** Supplied text follows **

Opinion

The Gender Debate is Toxic for Lesbians’ Mental Health

Lesbian, gay, and bisexual people are more likely to be depressed than heterosexuals. We experience poorer mental health at higher rates than the straights. Studies on both sides of the Atlantic consistently prove it. Factors like homophobia, isolation from community, and fear of coming out all contribute to this crisis.

And while this research has led to important conversations and resources for the community, there’s one urgent issue that goes consistently unaddressed: the extreme damage that ongoing debates around sex and gender are doing to lesbians’ mental health.

No issue has divided the LGBT community quite like gender. For decades LGB people have fought for the right to love, desire, and partner with people of the same sex; to have those relationships recognized as legitimate by the state and society as a whole. But just as equality came within reach, a new danger emerged – this time from within the community lesbians were instrumental to building. The idea that a person’s chosen gender, as opposed to their biological sex, should be the basis of attraction is an existential threat to gay and lesbian sexuality.

Prominent trans activist Sophia Banks argued that “terms like lesbian and gay are cisnormative and thus oppressive”, and should therefore be abandoned. Morgan Page ran a workshop in partnership with Planned Parenthood called “Overcoming the Cotton Ceiling”, all about “breaking down sexual barriers” and convincing lesbians to sleep with transwomen. What were once niche and extremist views have entered the mainstream of LGBT community.

** End of Supplied text **

Assignment 1: Reproduce the part of the opinion piece on lesbians' mental health starting at "And while this" and ending at "and lesbian sexuality.".
Assignment 2:
Answer these questions from the opinion piece on lesbians' mental health:
(a) Which three factors does it name as contributing to poorer mental health among lesbian, gay, and bisexual people?
(b) What was the workshop Morgan Page ran called, and which organization partnered on it?
(c) According to Sophia Banks, what are terms like lesbian and gay?

** Extracted information follows **

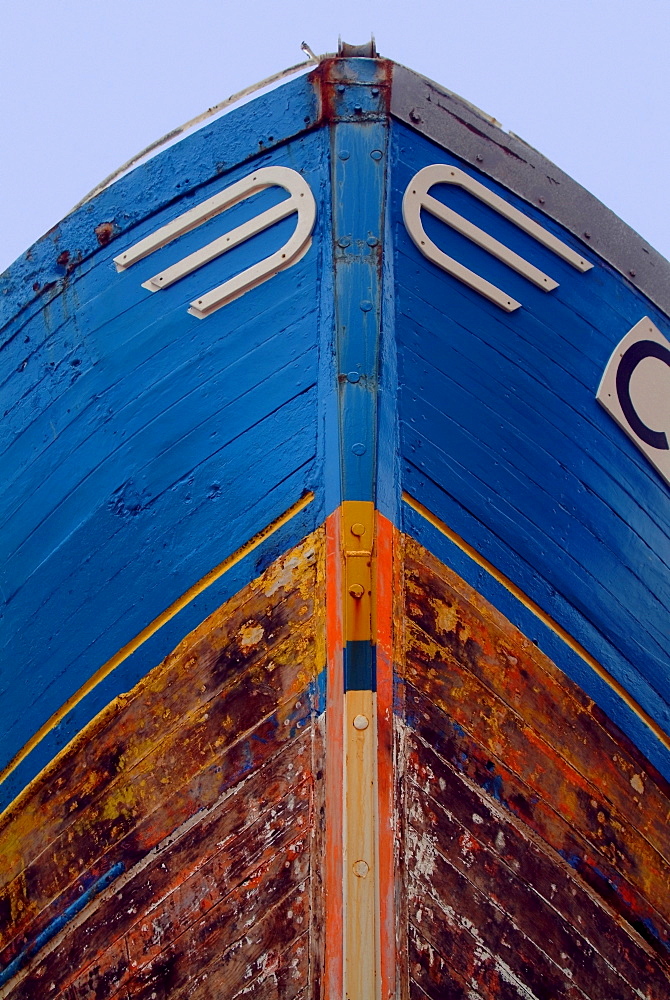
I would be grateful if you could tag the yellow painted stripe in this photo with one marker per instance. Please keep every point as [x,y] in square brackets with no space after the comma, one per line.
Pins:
[106,669]
[542,615]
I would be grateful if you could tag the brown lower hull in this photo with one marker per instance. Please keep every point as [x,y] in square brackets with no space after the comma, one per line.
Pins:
[529,836]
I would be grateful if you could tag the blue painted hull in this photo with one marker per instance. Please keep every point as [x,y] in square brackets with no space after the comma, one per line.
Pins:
[156,462]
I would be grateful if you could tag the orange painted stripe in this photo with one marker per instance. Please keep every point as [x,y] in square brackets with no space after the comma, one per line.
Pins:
[385,537]
[102,672]
[334,770]
[542,615]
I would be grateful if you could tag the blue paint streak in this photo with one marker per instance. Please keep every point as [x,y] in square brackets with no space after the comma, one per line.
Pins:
[502,439]
[59,922]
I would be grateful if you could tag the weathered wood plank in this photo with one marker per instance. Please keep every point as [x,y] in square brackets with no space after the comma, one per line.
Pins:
[507,847]
[190,874]
[431,976]
[125,732]
[257,932]
[234,695]
[283,978]
[552,786]
[525,913]
[233,934]
[504,788]
[467,959]
[514,669]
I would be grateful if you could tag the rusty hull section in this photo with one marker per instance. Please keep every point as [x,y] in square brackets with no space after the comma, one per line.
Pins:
[200,793]
[534,848]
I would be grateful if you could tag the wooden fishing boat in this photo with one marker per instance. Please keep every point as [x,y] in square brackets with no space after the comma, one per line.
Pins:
[336,526]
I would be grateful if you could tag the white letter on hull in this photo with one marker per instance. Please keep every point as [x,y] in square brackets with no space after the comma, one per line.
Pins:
[300,200]
[417,197]
[635,391]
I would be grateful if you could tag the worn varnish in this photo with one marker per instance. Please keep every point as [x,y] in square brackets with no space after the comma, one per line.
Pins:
[534,853]
[201,786]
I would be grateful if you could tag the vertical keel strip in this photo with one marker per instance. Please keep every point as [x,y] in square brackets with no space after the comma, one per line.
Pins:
[356,94]
[361,946]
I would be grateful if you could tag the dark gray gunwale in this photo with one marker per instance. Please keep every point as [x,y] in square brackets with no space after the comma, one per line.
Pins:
[458,126]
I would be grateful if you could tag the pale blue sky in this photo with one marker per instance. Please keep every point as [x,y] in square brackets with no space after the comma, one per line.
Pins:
[86,84]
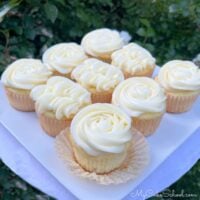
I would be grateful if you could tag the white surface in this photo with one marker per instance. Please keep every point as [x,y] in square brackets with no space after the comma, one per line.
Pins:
[28,168]
[174,130]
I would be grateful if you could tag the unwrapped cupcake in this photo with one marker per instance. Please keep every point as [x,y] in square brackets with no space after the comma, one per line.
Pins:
[100,136]
[99,78]
[181,81]
[134,60]
[19,78]
[144,100]
[62,58]
[57,102]
[101,43]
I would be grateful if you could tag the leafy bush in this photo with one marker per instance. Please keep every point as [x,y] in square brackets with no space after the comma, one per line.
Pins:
[168,28]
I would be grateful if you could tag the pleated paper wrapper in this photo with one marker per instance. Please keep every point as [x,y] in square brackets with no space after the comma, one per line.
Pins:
[136,161]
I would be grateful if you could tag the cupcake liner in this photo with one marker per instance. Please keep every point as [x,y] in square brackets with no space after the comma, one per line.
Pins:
[146,126]
[101,97]
[53,126]
[20,101]
[145,73]
[179,104]
[136,161]
[100,164]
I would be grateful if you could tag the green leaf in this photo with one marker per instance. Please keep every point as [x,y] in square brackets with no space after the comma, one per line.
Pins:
[141,32]
[145,22]
[51,12]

** End of Extracted information **

Task result 1:
And while this research has led to important conversations and resources for the community, there’s one urgent issue that goes consistently unaddressed: the extreme damage that ongoing debates around sex and gender are doing to lesbians’ mental health.

No issue has divided the LGBT community quite like gender. For decades LGB people have fought for the right to love, desire, and partner with people of the same sex; to have those relationships recognized as legitimate by the state and society as a whole. But just as equality came within reach, a new danger emerged – this time from within the community lesbians were instrumental to building. The idea that a person’s chosen gender, as opposed to their biological sex, should be the basis of attraction is an existential threat to gay and lesbian sexuality.

Task result 2:
(a) Homophobia, isolation from community, and fear of coming out.
(b) "Overcoming the Cotton Ceiling," run in partnership with Planned Parenthood.
(c) Cisnormative and thus oppressive.